** start MATERIAL **

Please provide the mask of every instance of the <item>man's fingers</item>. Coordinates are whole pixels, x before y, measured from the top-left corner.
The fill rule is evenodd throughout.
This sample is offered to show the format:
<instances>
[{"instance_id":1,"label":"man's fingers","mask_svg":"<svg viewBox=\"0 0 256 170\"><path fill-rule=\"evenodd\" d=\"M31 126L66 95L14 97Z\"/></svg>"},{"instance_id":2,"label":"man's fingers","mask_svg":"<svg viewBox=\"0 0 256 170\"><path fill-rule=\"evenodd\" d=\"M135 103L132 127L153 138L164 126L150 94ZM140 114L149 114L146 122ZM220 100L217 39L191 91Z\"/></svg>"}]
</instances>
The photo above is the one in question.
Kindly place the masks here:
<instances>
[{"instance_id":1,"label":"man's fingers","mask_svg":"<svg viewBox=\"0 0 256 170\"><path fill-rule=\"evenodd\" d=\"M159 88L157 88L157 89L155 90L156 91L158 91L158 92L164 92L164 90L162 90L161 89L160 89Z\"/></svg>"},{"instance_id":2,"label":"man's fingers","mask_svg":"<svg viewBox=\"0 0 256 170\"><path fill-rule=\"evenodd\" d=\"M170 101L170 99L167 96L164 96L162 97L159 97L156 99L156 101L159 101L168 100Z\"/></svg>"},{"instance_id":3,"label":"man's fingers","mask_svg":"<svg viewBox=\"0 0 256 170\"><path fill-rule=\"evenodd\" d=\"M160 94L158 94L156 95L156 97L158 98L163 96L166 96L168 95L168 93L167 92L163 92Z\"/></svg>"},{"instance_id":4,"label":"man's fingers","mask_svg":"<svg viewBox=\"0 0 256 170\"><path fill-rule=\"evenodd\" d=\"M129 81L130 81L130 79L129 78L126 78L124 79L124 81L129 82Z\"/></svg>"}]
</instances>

** end MATERIAL **

» TASK TO COMPLETE: Rewrite the listing above, changing every "photo" to "image" and leaving everything else untouched.

» FINAL ANSWER:
Please provide the mask of every instance of the <item>man's fingers</item>. Coordinates are whole pixels, x before y, measured from the top-left corner.
The fill rule is evenodd throughout.
This sample is offered to show the format:
<instances>
[{"instance_id":1,"label":"man's fingers","mask_svg":"<svg viewBox=\"0 0 256 170\"><path fill-rule=\"evenodd\" d=\"M31 126L66 95L14 97Z\"/></svg>"},{"instance_id":2,"label":"man's fingers","mask_svg":"<svg viewBox=\"0 0 256 170\"><path fill-rule=\"evenodd\" d=\"M135 103L132 127L153 138L164 126L150 94ZM140 114L149 114L146 122ZM220 100L217 39L191 91Z\"/></svg>"}]
</instances>
The image above is the one in question.
Kindly place the masks here:
<instances>
[{"instance_id":1,"label":"man's fingers","mask_svg":"<svg viewBox=\"0 0 256 170\"><path fill-rule=\"evenodd\" d=\"M159 88L157 88L157 89L155 90L156 91L158 91L158 92L164 92L164 90L162 90L161 89L160 89Z\"/></svg>"},{"instance_id":2,"label":"man's fingers","mask_svg":"<svg viewBox=\"0 0 256 170\"><path fill-rule=\"evenodd\" d=\"M170 101L170 99L167 96L164 96L162 97L159 97L156 99L156 101L159 101L168 100Z\"/></svg>"},{"instance_id":3,"label":"man's fingers","mask_svg":"<svg viewBox=\"0 0 256 170\"><path fill-rule=\"evenodd\" d=\"M160 94L158 94L156 95L156 97L158 98L163 96L166 96L168 95L168 93L167 92L163 92Z\"/></svg>"},{"instance_id":4,"label":"man's fingers","mask_svg":"<svg viewBox=\"0 0 256 170\"><path fill-rule=\"evenodd\" d=\"M129 81L130 81L130 79L129 78L126 78L124 79L124 81L129 82Z\"/></svg>"}]
</instances>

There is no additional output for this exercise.